= Quoted passage =

━━━━

Just like our PLC Training for Technicians class, this one isn’t full of lectures, this is 100% Hands On / Minds On training. We move beyond basic troubleshooting to tackle the real-world problems that cost you time and money.

What You'll Learn:

• Networking: We'll dive deep into making devices talk to each other. You'll learn to set up Ethernet/IP to connect PLCs, HMIs, and VFDs so they work together as a single, coherent system.

  • Protocols: These are the rules that devices use to communicate. Ethernet/IP is a popular industrial protocol that uses standard Ethernet hardware, making it versatile and widely supported.

  • Physical Connections: This involves the cables and hardware that physically link the devices. It's important to use robust, industrial-grade components that can withstand harsh factory environments.

  • IP Addressing: Each device needs a unique address on the network to be identified. Similar to a home network, devices like PLCs and HMIs are assigned IP addresses to enable communication.

  • Network Topology: This refers to the layout of the network. Common topologies include star, bus, and ring. The choice of topology affects network reliability and performance.

  • System Integration: This is the process of bringing all the components together. You'll configure the software on each device to ensure they can send and receive data correctly, allowing them to function as a single, synchronized system.

• Peer-to-Peer Communication: We'll program multiple PLCs to share data and coordinate actions. This is all about making your automation smarter and more efficient.

━━━━

= Given data =
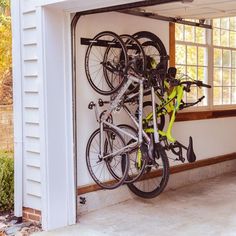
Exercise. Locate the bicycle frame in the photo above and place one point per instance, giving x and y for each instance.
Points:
(103, 120)
(171, 104)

━━━━

Answer these questions from the course description above.
1. How much of the training is hands-on?
2. Which devices will you learn to connect with Ethernet/IP?
3. Which common network topologies are named?

= Answer space =
1. 100%
2. PLCs, HMIs, and VFDs
3. Star, bus, and ring